DESCRIPTION OF THE TASK: Would you please output only the lines from the one containing "Review step: verify that every instance of the damaged" through the end of the entries below, exactly as written?

[SOURCE DATA]

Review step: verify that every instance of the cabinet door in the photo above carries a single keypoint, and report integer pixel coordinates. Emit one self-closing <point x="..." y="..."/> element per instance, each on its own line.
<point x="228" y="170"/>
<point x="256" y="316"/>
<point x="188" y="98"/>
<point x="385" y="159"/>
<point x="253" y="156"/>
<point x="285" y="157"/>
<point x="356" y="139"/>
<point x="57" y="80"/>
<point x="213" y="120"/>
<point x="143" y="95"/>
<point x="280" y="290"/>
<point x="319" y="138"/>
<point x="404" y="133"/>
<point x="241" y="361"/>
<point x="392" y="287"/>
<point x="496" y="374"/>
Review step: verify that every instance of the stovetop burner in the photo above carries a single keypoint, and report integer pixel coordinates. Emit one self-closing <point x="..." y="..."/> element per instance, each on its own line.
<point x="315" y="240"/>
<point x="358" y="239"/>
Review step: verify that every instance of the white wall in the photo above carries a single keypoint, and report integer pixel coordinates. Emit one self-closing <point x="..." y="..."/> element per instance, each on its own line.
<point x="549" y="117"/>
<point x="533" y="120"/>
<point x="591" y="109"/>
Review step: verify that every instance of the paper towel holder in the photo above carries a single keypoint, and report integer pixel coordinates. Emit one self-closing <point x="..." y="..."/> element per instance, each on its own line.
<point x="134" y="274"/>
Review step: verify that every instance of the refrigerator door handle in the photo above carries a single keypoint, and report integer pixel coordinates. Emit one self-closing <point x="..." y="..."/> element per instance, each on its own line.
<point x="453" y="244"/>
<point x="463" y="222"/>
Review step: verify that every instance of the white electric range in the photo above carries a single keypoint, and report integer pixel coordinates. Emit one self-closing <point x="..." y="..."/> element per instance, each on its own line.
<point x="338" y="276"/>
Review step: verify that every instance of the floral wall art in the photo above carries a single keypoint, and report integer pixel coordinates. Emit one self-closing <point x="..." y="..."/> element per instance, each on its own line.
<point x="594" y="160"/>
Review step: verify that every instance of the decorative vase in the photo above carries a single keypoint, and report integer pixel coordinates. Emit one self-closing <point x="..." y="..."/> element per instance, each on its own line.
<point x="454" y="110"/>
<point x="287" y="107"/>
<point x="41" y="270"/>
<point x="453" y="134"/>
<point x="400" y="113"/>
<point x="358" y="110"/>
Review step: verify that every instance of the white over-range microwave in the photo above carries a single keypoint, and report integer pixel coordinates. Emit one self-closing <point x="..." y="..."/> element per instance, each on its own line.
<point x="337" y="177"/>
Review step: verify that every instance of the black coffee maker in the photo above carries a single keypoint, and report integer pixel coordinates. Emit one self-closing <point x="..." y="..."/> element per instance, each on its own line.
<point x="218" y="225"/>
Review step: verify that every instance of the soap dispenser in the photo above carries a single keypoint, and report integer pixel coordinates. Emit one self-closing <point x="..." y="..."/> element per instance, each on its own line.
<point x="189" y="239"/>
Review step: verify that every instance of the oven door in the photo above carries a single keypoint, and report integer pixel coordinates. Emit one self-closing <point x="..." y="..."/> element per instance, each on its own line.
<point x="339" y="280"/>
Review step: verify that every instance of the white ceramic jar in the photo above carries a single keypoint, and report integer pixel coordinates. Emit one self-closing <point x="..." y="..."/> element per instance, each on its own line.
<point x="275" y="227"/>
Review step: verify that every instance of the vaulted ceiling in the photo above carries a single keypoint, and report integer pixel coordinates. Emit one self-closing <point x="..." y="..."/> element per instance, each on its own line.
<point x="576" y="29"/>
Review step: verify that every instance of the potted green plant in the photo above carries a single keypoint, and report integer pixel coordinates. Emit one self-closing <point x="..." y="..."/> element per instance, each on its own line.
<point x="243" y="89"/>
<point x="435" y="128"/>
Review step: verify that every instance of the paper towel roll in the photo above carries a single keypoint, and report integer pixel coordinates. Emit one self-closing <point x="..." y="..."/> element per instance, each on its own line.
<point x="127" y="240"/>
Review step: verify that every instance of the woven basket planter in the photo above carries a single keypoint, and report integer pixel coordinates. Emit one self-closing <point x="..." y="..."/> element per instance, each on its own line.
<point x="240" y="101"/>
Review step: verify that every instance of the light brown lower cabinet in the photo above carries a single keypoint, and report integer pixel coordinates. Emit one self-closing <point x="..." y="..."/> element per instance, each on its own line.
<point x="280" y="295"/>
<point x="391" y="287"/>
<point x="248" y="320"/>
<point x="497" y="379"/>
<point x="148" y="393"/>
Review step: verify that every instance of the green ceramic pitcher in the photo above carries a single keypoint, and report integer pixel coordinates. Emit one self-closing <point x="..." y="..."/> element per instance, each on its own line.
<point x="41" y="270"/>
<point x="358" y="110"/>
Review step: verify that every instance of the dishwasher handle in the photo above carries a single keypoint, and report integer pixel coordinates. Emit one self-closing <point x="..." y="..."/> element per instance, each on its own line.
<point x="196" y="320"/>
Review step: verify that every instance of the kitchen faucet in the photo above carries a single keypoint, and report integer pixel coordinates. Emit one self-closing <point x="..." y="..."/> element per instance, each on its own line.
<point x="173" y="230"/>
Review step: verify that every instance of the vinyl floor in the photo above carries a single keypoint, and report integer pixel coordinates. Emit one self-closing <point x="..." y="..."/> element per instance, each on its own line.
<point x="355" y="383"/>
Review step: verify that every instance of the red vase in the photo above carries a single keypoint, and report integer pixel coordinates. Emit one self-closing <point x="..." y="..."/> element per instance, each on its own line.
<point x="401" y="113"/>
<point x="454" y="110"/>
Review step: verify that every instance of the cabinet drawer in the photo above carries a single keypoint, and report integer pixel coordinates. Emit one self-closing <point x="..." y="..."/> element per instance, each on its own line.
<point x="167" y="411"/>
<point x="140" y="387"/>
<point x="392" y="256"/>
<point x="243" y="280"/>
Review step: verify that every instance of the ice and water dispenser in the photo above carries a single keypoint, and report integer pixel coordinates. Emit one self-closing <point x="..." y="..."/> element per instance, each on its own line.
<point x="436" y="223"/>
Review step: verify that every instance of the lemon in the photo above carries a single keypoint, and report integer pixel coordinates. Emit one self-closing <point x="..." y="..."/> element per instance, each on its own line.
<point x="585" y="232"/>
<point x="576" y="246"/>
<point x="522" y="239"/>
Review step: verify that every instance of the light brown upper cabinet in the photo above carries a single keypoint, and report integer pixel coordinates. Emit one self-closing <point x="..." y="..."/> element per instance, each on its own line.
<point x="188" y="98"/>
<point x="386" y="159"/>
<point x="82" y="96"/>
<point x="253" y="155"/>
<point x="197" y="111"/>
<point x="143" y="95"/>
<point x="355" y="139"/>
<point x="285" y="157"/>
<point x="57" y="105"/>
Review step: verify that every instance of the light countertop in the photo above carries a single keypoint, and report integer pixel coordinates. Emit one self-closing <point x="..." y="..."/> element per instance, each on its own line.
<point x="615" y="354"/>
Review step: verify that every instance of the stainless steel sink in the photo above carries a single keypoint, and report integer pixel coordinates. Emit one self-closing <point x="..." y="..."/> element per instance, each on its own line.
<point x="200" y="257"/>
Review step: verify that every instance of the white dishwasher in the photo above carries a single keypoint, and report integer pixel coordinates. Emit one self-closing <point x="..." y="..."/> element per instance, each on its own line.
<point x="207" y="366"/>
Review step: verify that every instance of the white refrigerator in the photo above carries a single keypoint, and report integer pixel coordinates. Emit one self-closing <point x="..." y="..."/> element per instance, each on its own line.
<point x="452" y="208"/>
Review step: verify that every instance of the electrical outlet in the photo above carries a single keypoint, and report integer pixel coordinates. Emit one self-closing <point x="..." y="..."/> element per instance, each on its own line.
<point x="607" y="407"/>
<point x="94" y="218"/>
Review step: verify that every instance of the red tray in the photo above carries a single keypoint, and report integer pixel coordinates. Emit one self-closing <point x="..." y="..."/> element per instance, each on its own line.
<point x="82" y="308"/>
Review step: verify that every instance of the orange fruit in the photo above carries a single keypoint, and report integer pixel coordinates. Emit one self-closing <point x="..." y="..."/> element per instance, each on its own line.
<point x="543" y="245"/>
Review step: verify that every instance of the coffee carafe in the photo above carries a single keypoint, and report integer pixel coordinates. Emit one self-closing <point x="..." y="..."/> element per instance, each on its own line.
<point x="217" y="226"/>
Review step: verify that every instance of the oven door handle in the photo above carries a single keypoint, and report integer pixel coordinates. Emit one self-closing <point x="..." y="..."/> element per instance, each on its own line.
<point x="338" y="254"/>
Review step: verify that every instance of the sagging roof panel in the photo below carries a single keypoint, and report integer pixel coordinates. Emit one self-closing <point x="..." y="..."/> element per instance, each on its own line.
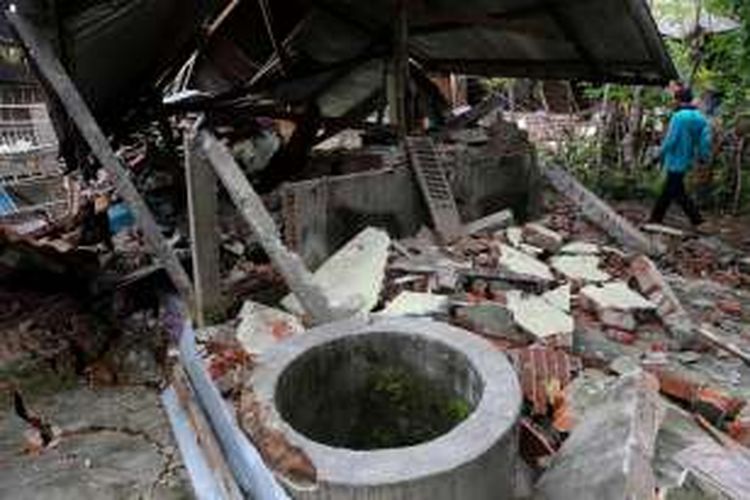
<point x="298" y="50"/>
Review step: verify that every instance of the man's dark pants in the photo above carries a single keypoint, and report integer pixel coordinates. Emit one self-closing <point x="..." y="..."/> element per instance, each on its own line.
<point x="674" y="190"/>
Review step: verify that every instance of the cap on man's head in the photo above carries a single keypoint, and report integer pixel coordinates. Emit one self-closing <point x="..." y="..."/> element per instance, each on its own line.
<point x="684" y="95"/>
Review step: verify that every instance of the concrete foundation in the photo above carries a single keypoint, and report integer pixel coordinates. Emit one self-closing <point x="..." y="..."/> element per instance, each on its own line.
<point x="322" y="214"/>
<point x="456" y="402"/>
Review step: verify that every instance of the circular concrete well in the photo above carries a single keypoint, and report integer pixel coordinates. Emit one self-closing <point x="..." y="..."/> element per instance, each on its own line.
<point x="395" y="408"/>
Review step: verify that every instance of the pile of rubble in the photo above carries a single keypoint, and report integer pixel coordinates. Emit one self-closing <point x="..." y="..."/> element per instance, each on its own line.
<point x="625" y="388"/>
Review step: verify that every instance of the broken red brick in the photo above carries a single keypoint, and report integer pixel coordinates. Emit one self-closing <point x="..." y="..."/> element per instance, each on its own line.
<point x="543" y="371"/>
<point x="646" y="275"/>
<point x="739" y="429"/>
<point x="541" y="237"/>
<point x="731" y="307"/>
<point x="622" y="336"/>
<point x="534" y="443"/>
<point x="717" y="407"/>
<point x="620" y="320"/>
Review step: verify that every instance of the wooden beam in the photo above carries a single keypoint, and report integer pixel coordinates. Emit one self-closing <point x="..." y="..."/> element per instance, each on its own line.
<point x="297" y="276"/>
<point x="50" y="69"/>
<point x="206" y="439"/>
<point x="601" y="214"/>
<point x="203" y="207"/>
<point x="398" y="78"/>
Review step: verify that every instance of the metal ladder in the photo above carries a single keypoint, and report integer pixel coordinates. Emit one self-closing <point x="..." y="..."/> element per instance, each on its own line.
<point x="435" y="187"/>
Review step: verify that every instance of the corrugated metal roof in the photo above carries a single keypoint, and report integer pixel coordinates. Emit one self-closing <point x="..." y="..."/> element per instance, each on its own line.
<point x="117" y="50"/>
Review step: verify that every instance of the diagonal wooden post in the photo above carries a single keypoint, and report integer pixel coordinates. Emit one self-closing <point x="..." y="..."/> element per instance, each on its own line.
<point x="203" y="205"/>
<point x="51" y="70"/>
<point x="295" y="273"/>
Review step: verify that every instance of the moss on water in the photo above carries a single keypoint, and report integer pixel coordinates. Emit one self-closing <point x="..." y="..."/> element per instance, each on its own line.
<point x="401" y="408"/>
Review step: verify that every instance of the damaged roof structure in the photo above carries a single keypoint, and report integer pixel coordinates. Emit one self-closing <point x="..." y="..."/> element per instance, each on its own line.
<point x="536" y="308"/>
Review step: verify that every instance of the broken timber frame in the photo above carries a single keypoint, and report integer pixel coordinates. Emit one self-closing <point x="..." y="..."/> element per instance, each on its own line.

[/SOURCE DATA]

COMPLETED TASK:
Review step: verify that every instance of the damaged roof structure in the photo above carries a single keypoint, and report integer pixel coordinates. Emit one self-closing <point x="..." y="..."/> element per instance, each on its own line.
<point x="536" y="308"/>
Review step: verify that every instance of the broken timber frame in the photo above carries a single keypoint, and report integer pixel coordinates. Emit one self-closing <point x="..." y="..."/> element per instance, each on its own line.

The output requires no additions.